-- COMPITO ASSEGNATO --
Estrai dall'ordine del giorno riportato qui sotto tutto il testo che va da "Martedì 22 ottobre" giù fino a "25 ottobre 2013.", ricopiandolo parola per parola.

-- PAGINA --
+===+

Ordine del giorno della seduta di domani.

  PRESIDENTE. Comunico l'ordine del giorno della seduta di domani.

  Martedì 22 ottobre 2013, alle 10:

  1. – Comunicazioni del Presidente del Consiglio dei ministri in vista del Consiglio europeo di Bruxelles del 24 e 25 ottobre 2013.

Pag. 25

  2. – Deliberazione in merito alla ratifica della costituzione in giudizio della Camera dei deputati in relazione ad un conflitto di attribuzione sollevato innanzi alla Corte costituzionale dalla Corte di Cassazione di cui all'ordinanza della Corte costituzionale n. 14 del 2013.

  3. – Discussione delle mozioni Busto ed altri n. 1-00030, Zan ed altri n. 1-00188, Grimoldi ed altri n. 1-00189 e Borghi, Latronico, Matarrese ed altri n. 1-00193 concernenti iniziative in materia di utilizzo di alcune tipologie di combustibili solidi secondari nei forni dei cementifici.

  4. – Seguito della discussione della proposta di legge:
   DELL'ORCO ed altri: Modifica all'articolo 3 del decreto-legge 4 luglio 2006, n. 223, convertito, con modificazioni, dalla legge 4 agosto 2006, n. 248, e altre disposizioni in materia di disciplina degli orari di apertura degli esercizi commerciali (C. 750-A).
  – Relatori: Nardella, per la maggioranza; Dell'Orco, di minoranza.

  5. – Seguito della discussione delle mozioni Molteni ed altri n. 1-00183, Braga ed altri n. 1-00013, Di Salvo ed altri n. 1-00204 e Pizzolante ed altri n. 1-00205 concernenti iniziative a favore dei lavoratori frontalieri.

  6. – Seguito della discussione delle mozioni Speranza ed altri n. 1-00162, Brunetta ed altri n. 1-00212, Rondini ed altri n. 1-00213 e Crippa ed altri n. 1-00214 concernenti iniziative per una politica industriale volta alla riqualificazione e alla reindustrializzazione dei poli chimici.

  (p.m., al termine delle votazioni)

  7. – Discussione del disegno di legge (per la discussione sulle linee generali):
   S. 1015 – Conversione in legge, con modificazioni, del decreto-legge 31 agosto 2013, n. 101, recante disposizioni urgenti per il perseguimento di obiettivi di razionalizzazione nelle pubbliche amministrazioni (Approvato dal Senato) (C. 1682).

  La seduta termina alle 17,50.

+===+

-- RECORD FORNITI --
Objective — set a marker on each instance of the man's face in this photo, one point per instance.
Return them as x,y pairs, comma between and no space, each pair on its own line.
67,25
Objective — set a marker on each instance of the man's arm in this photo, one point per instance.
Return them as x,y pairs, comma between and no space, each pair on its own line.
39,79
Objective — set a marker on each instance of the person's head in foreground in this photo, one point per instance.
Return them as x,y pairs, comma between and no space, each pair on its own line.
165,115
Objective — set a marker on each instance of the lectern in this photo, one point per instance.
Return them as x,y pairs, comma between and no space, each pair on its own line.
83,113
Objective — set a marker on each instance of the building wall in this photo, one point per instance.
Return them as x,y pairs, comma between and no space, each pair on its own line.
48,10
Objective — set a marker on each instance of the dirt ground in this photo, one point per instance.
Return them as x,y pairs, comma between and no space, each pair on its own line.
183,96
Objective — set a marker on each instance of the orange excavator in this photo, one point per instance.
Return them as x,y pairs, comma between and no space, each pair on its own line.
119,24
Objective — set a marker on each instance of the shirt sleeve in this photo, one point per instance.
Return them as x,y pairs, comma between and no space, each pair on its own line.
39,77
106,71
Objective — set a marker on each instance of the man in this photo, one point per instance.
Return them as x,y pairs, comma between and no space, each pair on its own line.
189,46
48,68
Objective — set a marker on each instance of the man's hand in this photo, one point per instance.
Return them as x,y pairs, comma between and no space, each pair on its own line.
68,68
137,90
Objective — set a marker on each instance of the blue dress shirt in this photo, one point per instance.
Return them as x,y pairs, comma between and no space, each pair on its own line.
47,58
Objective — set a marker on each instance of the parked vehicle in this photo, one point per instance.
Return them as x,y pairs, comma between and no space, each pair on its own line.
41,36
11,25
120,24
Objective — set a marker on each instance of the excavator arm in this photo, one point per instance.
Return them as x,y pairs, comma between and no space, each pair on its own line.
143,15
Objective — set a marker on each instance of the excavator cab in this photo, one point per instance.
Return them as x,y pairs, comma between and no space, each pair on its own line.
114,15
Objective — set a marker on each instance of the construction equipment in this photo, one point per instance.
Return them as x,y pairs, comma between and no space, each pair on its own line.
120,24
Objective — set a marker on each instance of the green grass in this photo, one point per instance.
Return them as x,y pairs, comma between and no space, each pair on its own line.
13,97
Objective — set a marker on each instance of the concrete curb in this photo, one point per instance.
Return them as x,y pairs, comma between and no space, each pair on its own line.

+===+

-- RISPOSTA SCRITTA --
Martedì 22 ottobre 2013, alle 10:

  1. – Comunicazioni del Presidente del Consiglio dei ministri in vista del Consiglio europeo di Bruxelles del 24 e 25 ottobre 2013.